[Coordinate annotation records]
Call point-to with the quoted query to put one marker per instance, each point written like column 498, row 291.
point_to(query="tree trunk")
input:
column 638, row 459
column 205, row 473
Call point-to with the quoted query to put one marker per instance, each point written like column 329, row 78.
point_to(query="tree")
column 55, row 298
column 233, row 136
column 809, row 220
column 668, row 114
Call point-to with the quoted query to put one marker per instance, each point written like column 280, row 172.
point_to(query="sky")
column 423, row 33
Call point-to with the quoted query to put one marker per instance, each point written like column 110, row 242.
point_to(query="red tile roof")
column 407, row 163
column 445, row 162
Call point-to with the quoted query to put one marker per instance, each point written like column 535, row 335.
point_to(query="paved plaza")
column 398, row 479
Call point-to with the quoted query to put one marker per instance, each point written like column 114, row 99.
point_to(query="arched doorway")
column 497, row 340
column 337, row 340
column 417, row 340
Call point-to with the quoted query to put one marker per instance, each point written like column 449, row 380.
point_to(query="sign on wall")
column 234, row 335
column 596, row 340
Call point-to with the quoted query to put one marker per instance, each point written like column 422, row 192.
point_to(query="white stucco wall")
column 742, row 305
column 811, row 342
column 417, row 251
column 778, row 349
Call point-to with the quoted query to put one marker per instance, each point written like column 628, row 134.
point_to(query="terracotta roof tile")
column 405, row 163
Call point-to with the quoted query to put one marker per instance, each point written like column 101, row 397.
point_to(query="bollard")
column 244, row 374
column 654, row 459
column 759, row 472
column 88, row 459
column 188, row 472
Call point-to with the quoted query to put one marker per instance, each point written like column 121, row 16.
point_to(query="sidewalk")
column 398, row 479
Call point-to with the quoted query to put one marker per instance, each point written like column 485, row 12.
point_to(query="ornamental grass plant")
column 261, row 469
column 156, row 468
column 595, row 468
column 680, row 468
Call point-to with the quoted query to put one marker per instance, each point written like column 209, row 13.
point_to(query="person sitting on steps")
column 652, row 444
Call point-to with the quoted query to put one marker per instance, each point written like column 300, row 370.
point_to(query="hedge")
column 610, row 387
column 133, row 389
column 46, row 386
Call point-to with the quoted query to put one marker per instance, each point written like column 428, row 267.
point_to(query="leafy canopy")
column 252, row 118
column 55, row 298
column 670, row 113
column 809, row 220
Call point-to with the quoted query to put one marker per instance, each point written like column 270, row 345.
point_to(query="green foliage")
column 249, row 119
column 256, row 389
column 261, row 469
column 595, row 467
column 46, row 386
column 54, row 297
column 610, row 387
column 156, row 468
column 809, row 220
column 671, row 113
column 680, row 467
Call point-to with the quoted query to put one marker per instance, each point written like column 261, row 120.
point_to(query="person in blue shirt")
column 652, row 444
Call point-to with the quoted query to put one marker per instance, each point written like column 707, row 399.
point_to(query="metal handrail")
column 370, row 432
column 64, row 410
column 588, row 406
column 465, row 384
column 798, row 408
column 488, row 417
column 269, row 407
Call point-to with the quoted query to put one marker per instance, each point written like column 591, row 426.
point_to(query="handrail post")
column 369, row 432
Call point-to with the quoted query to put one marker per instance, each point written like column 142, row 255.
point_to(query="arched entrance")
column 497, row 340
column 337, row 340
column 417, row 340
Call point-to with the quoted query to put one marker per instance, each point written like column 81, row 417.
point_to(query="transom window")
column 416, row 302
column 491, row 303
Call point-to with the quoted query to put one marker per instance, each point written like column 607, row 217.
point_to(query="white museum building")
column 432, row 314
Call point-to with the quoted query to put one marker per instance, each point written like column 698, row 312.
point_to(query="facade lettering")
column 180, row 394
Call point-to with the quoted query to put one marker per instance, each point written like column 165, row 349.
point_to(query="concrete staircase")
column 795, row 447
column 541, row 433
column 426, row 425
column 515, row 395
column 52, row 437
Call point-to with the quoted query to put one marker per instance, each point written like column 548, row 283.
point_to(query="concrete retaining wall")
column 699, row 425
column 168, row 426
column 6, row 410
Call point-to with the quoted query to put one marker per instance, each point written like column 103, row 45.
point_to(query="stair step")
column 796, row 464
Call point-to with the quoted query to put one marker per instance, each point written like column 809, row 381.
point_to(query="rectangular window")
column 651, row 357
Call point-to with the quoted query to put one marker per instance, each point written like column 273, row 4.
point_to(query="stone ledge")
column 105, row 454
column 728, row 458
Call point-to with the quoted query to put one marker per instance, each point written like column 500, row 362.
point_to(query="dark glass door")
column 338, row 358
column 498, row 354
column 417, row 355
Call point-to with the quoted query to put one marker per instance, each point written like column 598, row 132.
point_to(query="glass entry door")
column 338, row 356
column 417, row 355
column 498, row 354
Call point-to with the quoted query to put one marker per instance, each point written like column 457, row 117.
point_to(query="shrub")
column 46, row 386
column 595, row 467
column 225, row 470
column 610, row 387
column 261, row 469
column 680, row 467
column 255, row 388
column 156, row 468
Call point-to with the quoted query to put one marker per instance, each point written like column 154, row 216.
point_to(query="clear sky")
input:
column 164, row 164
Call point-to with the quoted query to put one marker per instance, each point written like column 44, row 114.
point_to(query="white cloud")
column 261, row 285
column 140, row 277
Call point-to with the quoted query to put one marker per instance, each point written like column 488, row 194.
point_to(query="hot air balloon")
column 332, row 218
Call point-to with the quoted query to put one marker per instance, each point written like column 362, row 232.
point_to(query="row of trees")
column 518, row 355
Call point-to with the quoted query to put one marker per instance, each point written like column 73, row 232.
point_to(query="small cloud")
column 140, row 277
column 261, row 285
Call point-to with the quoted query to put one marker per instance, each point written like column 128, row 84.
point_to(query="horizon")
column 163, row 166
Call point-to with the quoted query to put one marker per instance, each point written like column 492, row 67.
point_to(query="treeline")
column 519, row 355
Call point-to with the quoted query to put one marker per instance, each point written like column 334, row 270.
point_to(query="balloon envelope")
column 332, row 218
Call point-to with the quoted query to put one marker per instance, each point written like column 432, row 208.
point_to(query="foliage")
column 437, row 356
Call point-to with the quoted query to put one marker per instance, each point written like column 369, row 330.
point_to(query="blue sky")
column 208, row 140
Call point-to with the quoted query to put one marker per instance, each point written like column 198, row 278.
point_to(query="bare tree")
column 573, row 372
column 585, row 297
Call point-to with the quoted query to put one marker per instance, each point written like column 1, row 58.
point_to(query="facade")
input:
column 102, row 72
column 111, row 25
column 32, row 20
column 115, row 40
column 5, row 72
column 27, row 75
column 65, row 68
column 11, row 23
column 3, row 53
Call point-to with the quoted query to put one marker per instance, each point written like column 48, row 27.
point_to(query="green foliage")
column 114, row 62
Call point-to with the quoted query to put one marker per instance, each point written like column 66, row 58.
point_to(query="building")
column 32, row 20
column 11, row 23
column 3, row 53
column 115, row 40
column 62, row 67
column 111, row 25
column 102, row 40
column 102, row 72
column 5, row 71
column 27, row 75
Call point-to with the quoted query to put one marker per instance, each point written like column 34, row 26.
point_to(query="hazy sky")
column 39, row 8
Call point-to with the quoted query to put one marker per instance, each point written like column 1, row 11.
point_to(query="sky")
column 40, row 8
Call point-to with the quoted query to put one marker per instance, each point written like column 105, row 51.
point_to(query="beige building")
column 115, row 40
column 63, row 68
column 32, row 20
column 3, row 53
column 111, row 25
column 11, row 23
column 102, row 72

> [Exercise objective]: Switch every "marker" in the rows above to "pin", and reproduce all other text without change.

> [Solved exercise]:
Call point-to with the quoted query to put one pin per instance, each point written like column 498, row 291.
point_to(query="tree trunk")
input:
column 638, row 459
column 205, row 473
Call point-to with the quoted query to put one pin per instance, each point written like column 329, row 78.
point_to(query="tree")
column 55, row 298
column 233, row 136
column 809, row 220
column 668, row 114
Call point-to with the quoted query to put one pin per instance, each point written like column 280, row 172.
point_to(query="sky")
column 423, row 33
Call point-to with the quoted query to put one pin per instance, each point written like column 110, row 242.
point_to(query="red tile roof")
column 407, row 163
column 445, row 162
Call point-to with the quoted query to put one pin per instance, each point written like column 535, row 335.
point_to(query="paved plaza")
column 398, row 479
Call point-to with the quoted query to put one pin per instance, each point written like column 114, row 99.
point_to(query="arched doorway")
column 497, row 340
column 337, row 340
column 417, row 340
Call point-to with the quoted query to put one pin per instance, each point written like column 449, row 380.
point_to(query="sign on wall")
column 234, row 335
column 596, row 340
Call point-to with the quoted query to put one pin per instance, each point written like column 422, row 192.
point_to(query="white stucco wall")
column 742, row 305
column 811, row 342
column 417, row 251
column 778, row 349
Call point-to with the quoted query to put one pin per instance, each point written like column 628, row 134.
point_to(query="terracotta roof tile")
column 405, row 163
Call point-to with the quoted query to put one pin per instance, each point written like column 101, row 397.
point_to(query="bollard")
column 244, row 374
column 654, row 459
column 759, row 472
column 88, row 459
column 188, row 472
Call point-to with the quoted query to put one pin per instance, each point written like column 121, row 16.
point_to(query="sidewalk")
column 398, row 479
Call point-to with the quoted query to put one pin per instance, each point written like column 485, row 12.
point_to(query="ornamental grass plant")
column 261, row 469
column 156, row 468
column 595, row 468
column 680, row 468
Call point-to with the quoted query to put one pin per instance, each point written like column 209, row 13.
point_to(query="person sitting on steps")
column 652, row 444
Call point-to with the quoted query to put one pin per instance, each point written like column 300, row 370.
point_to(query="hedge")
column 610, row 387
column 133, row 389
column 46, row 386
Call point-to with the quoted query to put one pin per instance, each point written like column 428, row 267.
point_to(query="leafy canopy")
column 252, row 118
column 55, row 298
column 670, row 113
column 809, row 220
Call point-to with the quoted query to put one pin per instance, each point written like column 270, row 345.
point_to(query="green foliage")
column 249, row 119
column 256, row 389
column 261, row 469
column 595, row 467
column 46, row 386
column 54, row 297
column 610, row 387
column 156, row 468
column 809, row 220
column 671, row 113
column 680, row 467
Call point-to with the quoted query to put one pin per instance, each point written like column 261, row 120.
point_to(query="person in blue shirt")
column 652, row 444
Call point-to with the quoted query to put one pin per instance, each point written like column 707, row 399.
point_to(query="metal handrail")
column 370, row 432
column 64, row 410
column 588, row 406
column 465, row 384
column 798, row 408
column 488, row 417
column 269, row 407
Call point-to with the quoted query to put one pin per instance, each point written like column 591, row 426.
point_to(query="handrail post")
column 369, row 432
Call point-to with the quoted query to put one pin per instance, each point written like column 142, row 255.
point_to(query="arched entrance")
column 497, row 340
column 337, row 340
column 417, row 340
Call point-to with the quoted query to put one pin per instance, each point written like column 81, row 417.
point_to(query="transom window")
column 416, row 302
column 491, row 303
Call point-to with the quoted query to put one pin per instance, each point written like column 607, row 217.
point_to(query="white museum building")
column 432, row 314
Call point-to with the quoted query to put one pin per instance, each point written like column 698, row 312.
point_to(query="facade lettering")
column 180, row 394
Call point-to with the quoted query to put one pin per instance, each point written like column 165, row 349.
point_to(query="concrete staircase")
column 795, row 447
column 541, row 433
column 426, row 425
column 515, row 395
column 52, row 437
Call point-to with the quoted query to put one pin per instance, each point written like column 548, row 283.
point_to(query="concrete retaining wall")
column 699, row 425
column 168, row 426
column 6, row 410
Call point-to with the quoted query to put one pin per instance, each point written like column 103, row 45.
point_to(query="stair step")
column 796, row 464
Call point-to with the quoted query to put one pin per instance, each point written like column 809, row 381.
point_to(query="rectangular window")
column 651, row 357
Call point-to with the quoted query to put one pin per instance, each point written like column 273, row 4.
point_to(query="stone ledge")
column 105, row 454
column 728, row 458
Call point-to with the quoted query to put one pin per instance, each point written like column 500, row 362.
point_to(query="dark glass door")
column 338, row 358
column 498, row 354
column 417, row 355
Call point-to with the quoted query to put one pin per instance, each point written like column 598, row 132.
point_to(query="glass entry door")
column 338, row 356
column 417, row 355
column 498, row 354
Call point-to with the quoted query to put one pin per instance, each point written like column 457, row 117.
point_to(query="shrub")
column 46, row 386
column 595, row 467
column 225, row 470
column 610, row 387
column 261, row 469
column 680, row 467
column 255, row 388
column 156, row 468
Call point-to with the quoted query to put one pin per instance, each point written like column 154, row 216.
point_to(query="clear sky")
input:
column 164, row 164
Call point-to with the quoted query to put one pin per instance, each point written like column 44, row 114.
point_to(query="white cloud")
column 261, row 285
column 140, row 277
Call point-to with the quoted query to put one pin per instance, each point written like column 488, row 194.
point_to(query="hot air balloon")
column 332, row 218
Call point-to with the quoted query to put one pin per instance, each point written like column 362, row 232.
point_to(query="row of trees")
column 518, row 355
Call point-to with the quoted query to put one pin per instance, each point written like column 73, row 232.
point_to(query="small cloud")
column 140, row 277
column 261, row 285
Call point-to with the quoted query to put one pin per instance, each point written like column 128, row 84.
point_to(query="horizon")
column 163, row 166
Call point-to with the quoted query to put one pin per instance, each point written like column 492, row 67.
point_to(query="treeline")
column 519, row 355
Call point-to with the quoted query to put one pin per instance, each point written like column 334, row 270.
point_to(query="balloon envelope")
column 332, row 218
Call point-to with the quoted query to put one pin per instance, each point written like column 432, row 208.
point_to(query="foliage")
column 437, row 356
Call point-to with the quoted query to put one pin per instance, each point written like column 369, row 330.
point_to(query="blue sky")
column 208, row 140
Call point-to with the quoted query to put one pin per instance, each point written like column 198, row 278.
point_to(query="bare tree")
column 573, row 372
column 585, row 297
Call point-to with the quoted query to put one pin per instance, each point written like column 1, row 58.
point_to(query="facade")
input:
column 102, row 72
column 111, row 25
column 32, row 20
column 115, row 40
column 5, row 72
column 27, row 75
column 65, row 68
column 11, row 23
column 3, row 53
Call point-to with the quoted query to put one pin per instance, each point written like column 48, row 27.
point_to(query="green foliage")
column 114, row 62
Call point-to with the quoted query to put one pin per instance, each point written like column 66, row 58.
point_to(query="building")
column 32, row 20
column 11, row 23
column 3, row 53
column 115, row 40
column 62, row 67
column 111, row 25
column 102, row 40
column 102, row 72
column 5, row 71
column 27, row 75
Call point-to with the quoted query to put one pin per instance, each point written like column 34, row 26.
point_to(query="hazy sky")
column 39, row 8
Call point-to with the quoted query to put one pin per instance, each point written like column 1, row 11.
point_to(query="sky")
column 40, row 8
Call point-to with the quoted query to put one pin per instance, each point written like column 105, row 51.
point_to(query="beige building")
column 115, row 40
column 63, row 68
column 32, row 20
column 3, row 53
column 111, row 25
column 11, row 23
column 102, row 72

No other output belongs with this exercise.